I just can't put that topic to rest, can I? As much as several of my readers are probably getting annoyed by me chewing on the same bone and writing about the same topic over and over again, it seems like I always have new thoughts, new ideas to put to ink and feel compelled to share.

My very first article on this site was about Universal Basic Income. Following that, I wrote an article about how fake our economy is. Then an article defending scammers, briefly touching the subject of UBI. Then an article that somehow connected (sexual) consent to UBI, drawing parallels between sex and work. Then an article about how UBI unifies all meanings of freedom. Then an article literally about financing UBI realistically. Then an article about how UBI would be cheaper than the existence of bull**** jobs. Then an article touching the connection between automation and UBI. Then yet another article somehow connecting consent to UBI. That's a whopping NINE articles about essentially the same topic! Isn't it a chewed-down bone already? What more could I say about Universal Basic Income?

Ho boy, there are still some thoughts I'd like to lay to virtual ink, and I hope I don't miss any of them today. I hope, that this shall be the UBI-article to end all UBI-articles.

Task list:
a) Retype everything in the Universal Basic Income passage from "My very first" down to "Universal Basic Income?".
b) Write a continuation of the Universal Basic Income passage, picking up after its last sentence.
The rows are not needed for any of this work.

Listed entries:

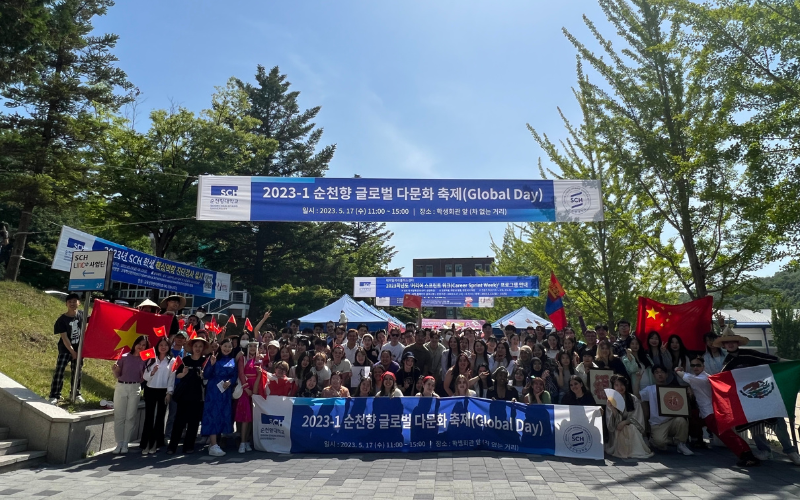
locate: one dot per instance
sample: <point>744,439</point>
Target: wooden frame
<point>599,380</point>
<point>672,401</point>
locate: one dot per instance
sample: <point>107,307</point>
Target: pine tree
<point>44,144</point>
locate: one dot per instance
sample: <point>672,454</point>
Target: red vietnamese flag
<point>177,364</point>
<point>148,354</point>
<point>113,328</point>
<point>414,301</point>
<point>689,321</point>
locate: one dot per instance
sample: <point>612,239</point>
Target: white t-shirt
<point>396,350</point>
<point>650,395</point>
<point>702,392</point>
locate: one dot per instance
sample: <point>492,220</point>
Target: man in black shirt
<point>68,328</point>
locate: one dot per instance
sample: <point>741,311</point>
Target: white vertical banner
<point>578,431</point>
<point>272,424</point>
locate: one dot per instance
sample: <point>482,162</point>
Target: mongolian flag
<point>148,354</point>
<point>555,306</point>
<point>689,321</point>
<point>113,328</point>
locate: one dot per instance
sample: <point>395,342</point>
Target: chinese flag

Answer list:
a)
My very first article on this site was about Universal Basic Income. Following that, I wrote an article about how fake our economy is. Then an article defending scammers, briefly touching the subject of UBI. Then an article that somehow connected (sexual) consent to UBI, drawing parallels between sex and work. Then an article about how UBI unifies all meanings of freedom. Then an article literally about financing UBI realistically. Then an article about how UBI would be cheaper than the existence of bull**** jobs. Then an article touching the connection between automation and UBI. Then yet another article somehow connecting consent to UBI. That's a whopping NINE articles about essentially the same topic! Isn't it a chewed-down bone already? What more could I say about Universal Basic Income?

b)
Why We'll Never Have It, probably

The Frankenstein Economy

To paraphrase an earlier article of mine: the economical system we live under is neither Capitalism nor Socialism, but a weird Frankenstein hybrid that combines the worst of both worlds, while lacking the advantages of either. Just like under any true Capitalist system, even the air you breathe costs money - however, just like under many Socialist systems, welfare is given to some people (albeit the bureaucracy that decides who is eligible is very byzantine), government red tape chokes anyone who wants to do business, taxes are high, etc.

You could even call this system Neo-Feudalism, as it benefits no one, but the top 1%, being hostile to both the working proletariat and small-time entrepreneurs alike. I'm not saying that my opinion is fact, but I believe that if you share this opinion with me, it becomes far easier to understand why the elite is not your friend. It becomes far more easy to rationalize the existence of bull**** jobs.

The late David Graeber - in both his shorter essay and his 368-page book - made the claim that a good deal of our jobs, possibly even half of them, are unneeded. In his book, he categorized these people into five categories. I won't get into details about that.

What stood out to me the most, was that he asked an important question. You see, these useless, unneeded jobs are largely in the private, corporate sector. In Communist countries, work was seen as both a right and a sacred duty, so in a desperate attempt to keep unemployment at zero, they invented fake jobs, or had three people do what should have been one man's job, etc. You'd think that this is specifically what's not supposed to happen under Capitalism and the ruthless market competition, yet it happens. Why does it happen?

The late Graeber spent most of the ink on explaining the answer to that question in detail, but it more or less boils down to managerial feudalism, and the ruling classes wanting to keep us working at all costs.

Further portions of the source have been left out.